#### [Job 1]
Edit the terrain tutorial from "--Instead we can" through "(heightmap->size != resolution)", replacing "under the hood" with "behind the scenes".
#### [Job 2]
Answer these questions about the terrain tutorial:
(a) How many points does each patch contain in the terrain created by the example code?
(b) What kind of file does the tutorial prefer for saving heightmaps?
(c) Which version of Visual Studio is used to open the saved heightmap file?
#### [Job 3]
Continue the terrain tutorial from the point where it stops.

#### [Selection]
########################################

Terrain can be treated as an editable object, which involves storing more memory, or as a static object, which loads faster and consumers less memory. There isn't two different types of terrain, it's just that you can skip loading some information if you don't plan on making the terrain deform once it is loaded up, and the system will only allocate memory as it is needed, based on your usage. The code below will create a terrain consisting of 2048 x 2048 points, divided into patches of 32 x 32 points.

local terrain = CreateTerrain(world, 2048, 32)

This will scale the terrain so there is one point every meter, with a maximum height of 100 meters and a minimum height of -100 meters. The width and depth of the terrain will both be a little over two kilometers:

terrain:SetScale(1,200,1)

Loading Heightmaps

Let's look at how to load a heightmap and apply it to a terrain. Because RAW files do not contain any information on size or formats, we are going to first load the pixel data into a memory buffer and then create a pixmap from that with the correct parameters:

--We have to specify the width, height, and format then create the pixmap from the raw pixel data.
local buffer = LoadBuffer("Terrain/2048/2048.r16")
local heightmap = CreatePixmap(2048, 2048, TEXTURE_R16, buffer)

--Apply the heightmap to the terrain
terrain:SetHeightMap(heightmap)

Because we can now export image data we have some options. If we wanted we could save the loaded heightmap in a different format. I like R16 DDS files for these because unlike RAW/R16 heightmap data these images can be viewed in a DDS viewer like the one included in Visual Studio:

heightmap:Save("Terrain/2048/2048_H.dds")

Here is what it looks like if I open the saved file with Visual Studio 2019:

Untitled.thumb.jpg.15a27b23c79654047774ae4cf3b0b668.jpg

After we have saved that file, we can then just load it directly and skip the RAW/R16 file:

--Don't need this anymore!
--local buffer = LoadBuffer("Terrain/2048/2048.r16")
--local heightmap = CreatePixmap(2048, 2048, TEXTURE_R16, buffer)

--Instead we can do this:
local heightmap = LoadPixmap("Terrain/2048/2048_H.dds")

--Apply the heightmap to the terrain
terrain:SetHeightMap(heightmap)

This is what is going on under the hood when you set the terrain heightmap:

bool Terrain::SetHeightMap(shared_ptr<Pixmap> heightmap)
{
	if (heightmap->size != resolution)

########################################

#### [Record extracts]
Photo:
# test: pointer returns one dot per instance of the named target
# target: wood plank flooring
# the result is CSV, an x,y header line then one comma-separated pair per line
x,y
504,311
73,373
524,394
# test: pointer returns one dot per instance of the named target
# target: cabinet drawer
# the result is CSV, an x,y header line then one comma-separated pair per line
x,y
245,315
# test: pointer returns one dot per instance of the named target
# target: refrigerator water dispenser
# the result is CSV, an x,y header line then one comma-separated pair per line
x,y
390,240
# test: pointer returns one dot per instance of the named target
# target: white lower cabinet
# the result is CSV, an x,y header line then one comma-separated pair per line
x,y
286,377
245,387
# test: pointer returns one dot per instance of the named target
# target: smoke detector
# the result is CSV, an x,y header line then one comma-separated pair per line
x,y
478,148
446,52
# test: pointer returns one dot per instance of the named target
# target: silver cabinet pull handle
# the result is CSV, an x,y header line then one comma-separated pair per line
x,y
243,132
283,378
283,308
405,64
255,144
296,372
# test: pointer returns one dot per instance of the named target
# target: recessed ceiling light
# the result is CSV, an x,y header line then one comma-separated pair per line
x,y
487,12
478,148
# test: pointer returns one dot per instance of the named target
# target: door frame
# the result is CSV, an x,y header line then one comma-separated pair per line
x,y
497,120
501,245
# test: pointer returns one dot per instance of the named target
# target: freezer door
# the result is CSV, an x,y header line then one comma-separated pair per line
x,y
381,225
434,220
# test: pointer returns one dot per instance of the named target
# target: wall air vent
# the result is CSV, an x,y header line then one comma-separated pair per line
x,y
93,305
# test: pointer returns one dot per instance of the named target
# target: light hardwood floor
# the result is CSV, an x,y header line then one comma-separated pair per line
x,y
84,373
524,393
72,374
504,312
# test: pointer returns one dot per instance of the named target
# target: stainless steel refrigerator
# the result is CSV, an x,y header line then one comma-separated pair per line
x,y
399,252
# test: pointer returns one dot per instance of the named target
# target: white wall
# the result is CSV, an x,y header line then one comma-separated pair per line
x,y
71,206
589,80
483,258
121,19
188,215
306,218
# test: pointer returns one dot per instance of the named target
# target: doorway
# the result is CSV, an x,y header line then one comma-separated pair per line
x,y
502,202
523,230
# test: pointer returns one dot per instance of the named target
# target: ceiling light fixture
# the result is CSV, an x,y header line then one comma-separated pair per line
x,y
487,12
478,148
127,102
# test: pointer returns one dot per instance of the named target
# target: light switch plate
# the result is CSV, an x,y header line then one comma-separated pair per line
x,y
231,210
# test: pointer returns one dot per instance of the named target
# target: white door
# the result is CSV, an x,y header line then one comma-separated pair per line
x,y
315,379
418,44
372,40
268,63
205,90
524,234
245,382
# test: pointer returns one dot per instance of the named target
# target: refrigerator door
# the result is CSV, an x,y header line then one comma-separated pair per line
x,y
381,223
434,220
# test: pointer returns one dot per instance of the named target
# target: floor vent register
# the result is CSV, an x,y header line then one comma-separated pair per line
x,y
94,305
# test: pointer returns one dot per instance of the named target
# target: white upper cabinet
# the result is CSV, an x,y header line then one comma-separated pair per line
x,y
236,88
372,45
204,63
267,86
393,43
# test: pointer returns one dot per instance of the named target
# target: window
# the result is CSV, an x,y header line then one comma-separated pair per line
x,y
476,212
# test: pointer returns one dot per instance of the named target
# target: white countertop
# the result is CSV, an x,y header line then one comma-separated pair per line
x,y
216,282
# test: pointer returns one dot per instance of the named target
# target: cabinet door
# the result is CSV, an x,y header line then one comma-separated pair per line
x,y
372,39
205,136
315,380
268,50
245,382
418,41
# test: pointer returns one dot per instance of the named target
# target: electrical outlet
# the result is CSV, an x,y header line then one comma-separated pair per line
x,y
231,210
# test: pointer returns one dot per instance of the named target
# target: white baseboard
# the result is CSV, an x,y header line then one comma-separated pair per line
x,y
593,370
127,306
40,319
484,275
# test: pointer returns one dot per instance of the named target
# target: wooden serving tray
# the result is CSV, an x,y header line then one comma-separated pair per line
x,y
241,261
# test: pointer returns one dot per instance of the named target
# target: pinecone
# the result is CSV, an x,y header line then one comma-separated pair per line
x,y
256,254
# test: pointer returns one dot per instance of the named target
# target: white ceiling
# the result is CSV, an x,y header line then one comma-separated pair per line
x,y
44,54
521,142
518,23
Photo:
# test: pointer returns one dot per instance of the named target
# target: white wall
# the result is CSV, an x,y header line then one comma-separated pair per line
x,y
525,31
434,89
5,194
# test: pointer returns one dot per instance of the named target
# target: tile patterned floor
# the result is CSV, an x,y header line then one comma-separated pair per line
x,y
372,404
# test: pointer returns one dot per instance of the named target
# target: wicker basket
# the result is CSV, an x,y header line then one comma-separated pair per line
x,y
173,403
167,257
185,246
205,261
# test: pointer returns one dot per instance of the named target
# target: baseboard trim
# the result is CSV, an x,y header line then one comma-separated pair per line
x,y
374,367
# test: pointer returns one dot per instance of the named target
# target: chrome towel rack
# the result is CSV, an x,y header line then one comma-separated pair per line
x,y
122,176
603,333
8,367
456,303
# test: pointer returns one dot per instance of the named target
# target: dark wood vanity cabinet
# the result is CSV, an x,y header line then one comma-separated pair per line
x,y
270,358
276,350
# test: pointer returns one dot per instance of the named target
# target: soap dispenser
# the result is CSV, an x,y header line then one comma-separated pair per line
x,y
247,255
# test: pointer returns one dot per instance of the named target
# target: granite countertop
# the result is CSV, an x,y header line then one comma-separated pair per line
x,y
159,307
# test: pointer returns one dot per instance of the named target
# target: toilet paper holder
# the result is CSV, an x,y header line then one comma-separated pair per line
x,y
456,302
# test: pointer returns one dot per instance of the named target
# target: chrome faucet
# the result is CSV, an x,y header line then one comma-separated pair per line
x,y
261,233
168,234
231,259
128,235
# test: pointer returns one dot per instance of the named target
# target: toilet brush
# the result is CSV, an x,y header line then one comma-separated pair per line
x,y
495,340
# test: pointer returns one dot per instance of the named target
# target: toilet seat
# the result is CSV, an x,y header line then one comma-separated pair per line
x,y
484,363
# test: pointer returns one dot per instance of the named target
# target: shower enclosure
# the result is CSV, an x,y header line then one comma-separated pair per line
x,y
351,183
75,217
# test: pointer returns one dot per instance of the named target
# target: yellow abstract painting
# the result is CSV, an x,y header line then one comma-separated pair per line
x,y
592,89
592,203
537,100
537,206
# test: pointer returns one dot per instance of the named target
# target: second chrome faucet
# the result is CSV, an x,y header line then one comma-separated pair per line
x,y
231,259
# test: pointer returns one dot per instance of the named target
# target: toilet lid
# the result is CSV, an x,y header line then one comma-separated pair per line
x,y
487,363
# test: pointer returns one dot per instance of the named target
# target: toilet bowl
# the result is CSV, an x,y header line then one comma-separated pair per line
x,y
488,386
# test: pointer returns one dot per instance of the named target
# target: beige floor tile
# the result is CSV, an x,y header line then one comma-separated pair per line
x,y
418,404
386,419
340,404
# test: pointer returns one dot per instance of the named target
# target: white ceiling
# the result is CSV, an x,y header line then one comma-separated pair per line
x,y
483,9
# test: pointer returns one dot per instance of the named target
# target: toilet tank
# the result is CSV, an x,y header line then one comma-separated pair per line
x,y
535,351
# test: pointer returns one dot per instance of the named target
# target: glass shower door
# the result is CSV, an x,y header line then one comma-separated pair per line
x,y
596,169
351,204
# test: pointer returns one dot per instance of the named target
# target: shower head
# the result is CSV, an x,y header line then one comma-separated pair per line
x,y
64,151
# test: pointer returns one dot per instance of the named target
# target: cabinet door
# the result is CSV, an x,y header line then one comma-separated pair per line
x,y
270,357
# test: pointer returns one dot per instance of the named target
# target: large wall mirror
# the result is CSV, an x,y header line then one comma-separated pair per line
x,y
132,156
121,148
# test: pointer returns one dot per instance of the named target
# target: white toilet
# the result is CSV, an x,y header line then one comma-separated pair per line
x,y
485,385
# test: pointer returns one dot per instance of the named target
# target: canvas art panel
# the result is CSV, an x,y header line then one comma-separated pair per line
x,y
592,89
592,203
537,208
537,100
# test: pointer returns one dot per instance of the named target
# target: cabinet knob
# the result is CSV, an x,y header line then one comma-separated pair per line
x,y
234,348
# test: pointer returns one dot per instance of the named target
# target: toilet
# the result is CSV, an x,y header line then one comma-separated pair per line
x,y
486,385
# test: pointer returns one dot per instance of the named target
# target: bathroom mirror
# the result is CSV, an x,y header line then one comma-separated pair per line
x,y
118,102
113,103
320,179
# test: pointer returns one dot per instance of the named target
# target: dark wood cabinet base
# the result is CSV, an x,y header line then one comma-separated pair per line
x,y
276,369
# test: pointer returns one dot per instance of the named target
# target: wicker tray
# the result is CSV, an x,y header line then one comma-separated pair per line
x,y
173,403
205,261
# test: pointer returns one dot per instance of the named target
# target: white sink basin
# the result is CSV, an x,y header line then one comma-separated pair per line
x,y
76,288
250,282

########################################

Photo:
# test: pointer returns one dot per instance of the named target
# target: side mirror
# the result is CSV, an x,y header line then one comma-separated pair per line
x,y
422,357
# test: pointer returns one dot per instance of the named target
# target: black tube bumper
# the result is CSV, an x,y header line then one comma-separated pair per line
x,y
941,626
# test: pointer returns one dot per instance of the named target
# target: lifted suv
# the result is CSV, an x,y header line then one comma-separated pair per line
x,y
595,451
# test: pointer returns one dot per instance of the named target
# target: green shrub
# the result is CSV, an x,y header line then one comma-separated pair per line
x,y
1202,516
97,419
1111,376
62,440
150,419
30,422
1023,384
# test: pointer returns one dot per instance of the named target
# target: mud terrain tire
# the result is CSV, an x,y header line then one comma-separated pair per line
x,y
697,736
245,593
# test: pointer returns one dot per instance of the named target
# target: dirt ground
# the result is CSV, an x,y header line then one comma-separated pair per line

########################################

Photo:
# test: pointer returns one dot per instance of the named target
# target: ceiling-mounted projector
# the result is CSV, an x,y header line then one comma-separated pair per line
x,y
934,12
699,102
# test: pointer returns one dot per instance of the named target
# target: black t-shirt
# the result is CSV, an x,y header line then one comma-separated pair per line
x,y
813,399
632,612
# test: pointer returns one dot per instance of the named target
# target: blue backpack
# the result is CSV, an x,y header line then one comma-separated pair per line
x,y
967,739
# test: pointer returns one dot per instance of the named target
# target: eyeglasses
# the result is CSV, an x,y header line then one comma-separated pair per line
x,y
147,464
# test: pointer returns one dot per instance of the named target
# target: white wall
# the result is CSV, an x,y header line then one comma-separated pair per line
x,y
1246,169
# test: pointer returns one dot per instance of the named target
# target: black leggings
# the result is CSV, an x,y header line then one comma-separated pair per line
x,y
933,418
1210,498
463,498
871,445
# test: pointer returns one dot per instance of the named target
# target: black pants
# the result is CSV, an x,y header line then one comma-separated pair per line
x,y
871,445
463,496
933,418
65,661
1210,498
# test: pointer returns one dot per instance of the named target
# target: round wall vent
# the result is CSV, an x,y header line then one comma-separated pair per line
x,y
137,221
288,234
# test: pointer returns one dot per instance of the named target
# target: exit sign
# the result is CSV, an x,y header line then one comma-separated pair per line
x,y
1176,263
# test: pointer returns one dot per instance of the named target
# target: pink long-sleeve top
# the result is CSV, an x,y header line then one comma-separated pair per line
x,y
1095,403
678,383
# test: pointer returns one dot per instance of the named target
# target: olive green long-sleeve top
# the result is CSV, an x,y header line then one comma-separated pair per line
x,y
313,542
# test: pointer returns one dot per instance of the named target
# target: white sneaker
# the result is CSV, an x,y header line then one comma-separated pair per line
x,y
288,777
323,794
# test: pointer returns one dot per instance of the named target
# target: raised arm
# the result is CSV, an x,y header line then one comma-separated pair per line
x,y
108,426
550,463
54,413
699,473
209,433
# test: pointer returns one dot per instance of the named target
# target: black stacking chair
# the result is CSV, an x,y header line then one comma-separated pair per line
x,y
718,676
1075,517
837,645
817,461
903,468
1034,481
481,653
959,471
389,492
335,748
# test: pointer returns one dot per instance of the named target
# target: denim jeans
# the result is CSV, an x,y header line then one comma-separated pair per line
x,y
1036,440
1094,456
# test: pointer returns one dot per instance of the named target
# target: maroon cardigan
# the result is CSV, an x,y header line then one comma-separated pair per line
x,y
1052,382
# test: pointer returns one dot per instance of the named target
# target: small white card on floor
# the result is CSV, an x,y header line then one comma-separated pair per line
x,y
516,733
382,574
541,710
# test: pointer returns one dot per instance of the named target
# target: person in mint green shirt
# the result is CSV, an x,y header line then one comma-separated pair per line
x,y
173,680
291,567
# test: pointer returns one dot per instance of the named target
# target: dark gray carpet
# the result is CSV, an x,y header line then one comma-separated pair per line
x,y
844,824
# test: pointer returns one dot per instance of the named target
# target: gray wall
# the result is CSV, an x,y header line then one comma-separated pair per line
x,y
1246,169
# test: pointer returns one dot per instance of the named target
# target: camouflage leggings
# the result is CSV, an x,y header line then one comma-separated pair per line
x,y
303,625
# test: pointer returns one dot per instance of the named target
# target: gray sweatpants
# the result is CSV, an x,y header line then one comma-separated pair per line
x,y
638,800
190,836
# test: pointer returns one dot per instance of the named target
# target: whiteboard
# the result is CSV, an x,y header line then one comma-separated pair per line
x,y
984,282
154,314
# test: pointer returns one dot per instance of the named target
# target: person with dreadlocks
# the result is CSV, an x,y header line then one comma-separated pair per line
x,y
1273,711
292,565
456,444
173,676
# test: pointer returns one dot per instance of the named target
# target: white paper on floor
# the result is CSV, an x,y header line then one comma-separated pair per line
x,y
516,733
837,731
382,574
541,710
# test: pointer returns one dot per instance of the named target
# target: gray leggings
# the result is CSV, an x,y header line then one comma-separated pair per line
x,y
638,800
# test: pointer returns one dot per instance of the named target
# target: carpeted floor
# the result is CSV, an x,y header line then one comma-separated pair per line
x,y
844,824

########################################

#### [Written response 1]
--Instead we can do this:
local heightmap = LoadPixmap("Terrain/2048/2048_H.dds")

--Apply the heightmap to the terrain
terrain:SetHeightMap(heightmap)

This is what is going on behind the scenes when you set the terrain heightmap:

bool Terrain::SetHeightMap(shared_ptr<Pixmap> heightmap)
{
	if (heightmap->size != resolution)

#### [Written response 2]
(a) 32 x 32 points
(b) R16 DDS files
(c) Visual Studio 2019

#### [Written response 3]
	{
		Print("Error: Pixmap size is incorrect.");
		return false;
	}
	VkFormat fmt = VK_FORMAT_R16_UNORM;
	if (heightmap->format != fmt) heightmap = heightmap->Convert(fmt);
	if (heightmap == nullptr) return false;
	Assert(heightmap->pixels->GetSize() == sizeof(terraindata->heightfielddata[0]) * terraindata->heightfielddata.size());
	memcpy(&terraindata->heightfielddata[0], heightmap->pixels->buf, heightmap->pixels->GetSize());
	ModifyHeight(0,0,resolution.x,resolution.y);
	return true
}

There is something important to take note of here. There are two copies of the height data. One is stored in system memory and is used for physics, raycasting, pathfinding, and other functions. The other copy of the height data is stored in video memory and is used to adjust the vertex heights when the terrain is drawn. In this case, the data is stored in the same format, just a single unsigned 16-bit integer, but other types of terrain data may be stored in different formats in system memory (RAM) and video memory (VRAM).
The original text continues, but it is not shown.